Blok tekstu

----- Reklama -----

Ogłoszenia, felietony, informacje Polonijne - Tygodnik Monitor

06 września 2023

Udostępnij znajomym:

Słysząc plany stworzenia nowej gry w świecie Harrego Pottera, fani czarodzieja z blizną w kształcie błyskawicy byli bardzo podekscytowani. Czy studio Avalanche Software nie zawiodło ogromnych oczekiwań graczy?

Był to 2020 rok, wtedy usłyszeliśmy oficjalną zapowiedź gry, na którą tak długo czekali fani Harrego Pottera. Trailer ukazujący to, co planowało studio, wzbudził ogromne emocje, sugerując mnogość możliwości, ogromny świat, niezliczoną ilość detali czy zadań. Ciężko podać przykład jakiekolwiek gry w historii, która wzbudzała tak ogromne zainteresowanie.

10 lutego 2023 roku Hogwarts Legacy został wydany, a świat graczy ogarnęły niezwykłe emocje. Marzenia wielu ludzi zostały spełnione – każdy, kto rozpoczął przygodę z grą mógł, wcielić się w ucznia szkoły magii i czarodziejstwa Hogwart i poczuć się, jakby był częścią magicznego uniwersum stworzonego przez J. K. Rowling.

Gra rozpoczyna się od stworzenia własnej postaci oraz odpowiedzenia na garść pytań, na podstawie których zostajemy przydzieleni do jednego z czterech domów (Gryffindor, Hufflepuff, Ravenclaw lub Slytherin) i otrzymamy odpowiednią dla nas różdżkę. Zależnie od tego, w którym domu się znajdziemy, przebieg gry będzie nieco się różnił.

Zapisy do zadania

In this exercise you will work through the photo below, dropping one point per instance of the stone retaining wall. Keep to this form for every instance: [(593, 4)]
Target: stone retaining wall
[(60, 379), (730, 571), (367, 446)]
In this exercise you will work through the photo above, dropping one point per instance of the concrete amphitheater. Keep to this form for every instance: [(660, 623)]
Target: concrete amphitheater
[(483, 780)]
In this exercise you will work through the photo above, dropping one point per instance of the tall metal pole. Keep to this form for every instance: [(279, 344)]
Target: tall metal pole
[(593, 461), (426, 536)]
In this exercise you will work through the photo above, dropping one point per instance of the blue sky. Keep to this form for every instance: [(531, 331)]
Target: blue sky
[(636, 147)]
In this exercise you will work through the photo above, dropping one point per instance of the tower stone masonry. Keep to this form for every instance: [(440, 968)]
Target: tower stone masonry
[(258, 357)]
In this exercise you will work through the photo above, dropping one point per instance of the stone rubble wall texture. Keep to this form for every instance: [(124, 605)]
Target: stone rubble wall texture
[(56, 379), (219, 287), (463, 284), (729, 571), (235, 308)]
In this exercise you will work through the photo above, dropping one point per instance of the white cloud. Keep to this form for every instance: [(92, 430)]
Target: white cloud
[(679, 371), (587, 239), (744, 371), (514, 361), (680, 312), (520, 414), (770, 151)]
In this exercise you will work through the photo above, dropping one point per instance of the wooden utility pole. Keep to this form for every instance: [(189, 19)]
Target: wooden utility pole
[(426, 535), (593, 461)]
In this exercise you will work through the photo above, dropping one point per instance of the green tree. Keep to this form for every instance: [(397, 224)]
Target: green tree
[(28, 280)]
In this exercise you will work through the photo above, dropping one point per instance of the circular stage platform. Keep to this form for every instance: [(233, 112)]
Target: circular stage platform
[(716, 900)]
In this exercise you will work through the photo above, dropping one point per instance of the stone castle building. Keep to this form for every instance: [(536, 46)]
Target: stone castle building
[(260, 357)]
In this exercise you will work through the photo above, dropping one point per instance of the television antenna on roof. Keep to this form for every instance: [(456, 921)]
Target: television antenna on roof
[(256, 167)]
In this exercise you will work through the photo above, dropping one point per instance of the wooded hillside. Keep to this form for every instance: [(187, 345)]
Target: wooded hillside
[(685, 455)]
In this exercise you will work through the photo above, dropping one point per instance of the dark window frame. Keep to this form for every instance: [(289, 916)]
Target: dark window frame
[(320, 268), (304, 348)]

Zadania do wykonania
[A] Przeskaluj zapisy od wiersza zawierającego „instance: [(279, 344)]” aż do wiersza zawierającego „[(593, 461), (426, 536)]”, włącznie z obydwoma, i przepisz je w całości wraz z poleceniami. Każdą współrzędną w odpowiedziach pomnóż przez 2,55 i zaokrąglij do liczby całkowitej (połówki w górę), a liczby w poleceniach pozostaw bez zmian.
[B] Podejmij wątek tekstu o grze Hogwarts Legacy i dopisz jego ciąg dalszy.
Zapisy nie mają żadnego związku z tekstem o grze Hogwarts Legacy.

Wyniki zadań
[A]
In this exercise you will work through the photo above, dropping one point per instance of the tall metal pole. Keep to this form for every instance: [(279, 344)]
Target: tall metal pole
[(1512, 1176), (1086, 1367)]

[B]
Początek przygody dla fana uniwersum Harrego Pottera jest niesamowity. Spacerowanie po ogromnym zamku Hogwart, odkrywanie nowych lokalizacji, obserwowanie ruszających się i mówiących obrazów, poznawanie nowych uczniów na korytarzach szkoły oraz w pokoju wspólnym domu, który został nam przypisany, to niezwykłe doświadczenie. Świadomość, że czeka nas mnóstwo przygód, walki ze złą mocą, nawiązywanie przyjaźni i nauka nowych zaklęć wymusza na graczu kolejne godziny spędzone przed ekranem.

Z czasem szkoła magii staje się już widokiem, do którego się przyzwyczajamy i przestajemy rozglądać się za każdym szczegółem, który producent gry opracował z wysoką starannością. Niestety pierwsza wersja Hogwarts Legacy była naszpikowana licznymi błędami, a wielu graczy skarżyło się na lagi i zacinki, które skutecznie uprzykrzały grę i były wynikiem złej optymalizacji kodu. Z biegiem czasu publikowano nowe aktualizacje do gry, a sama rozgrywka stawała się coraz bardziej płynna i przyjemna.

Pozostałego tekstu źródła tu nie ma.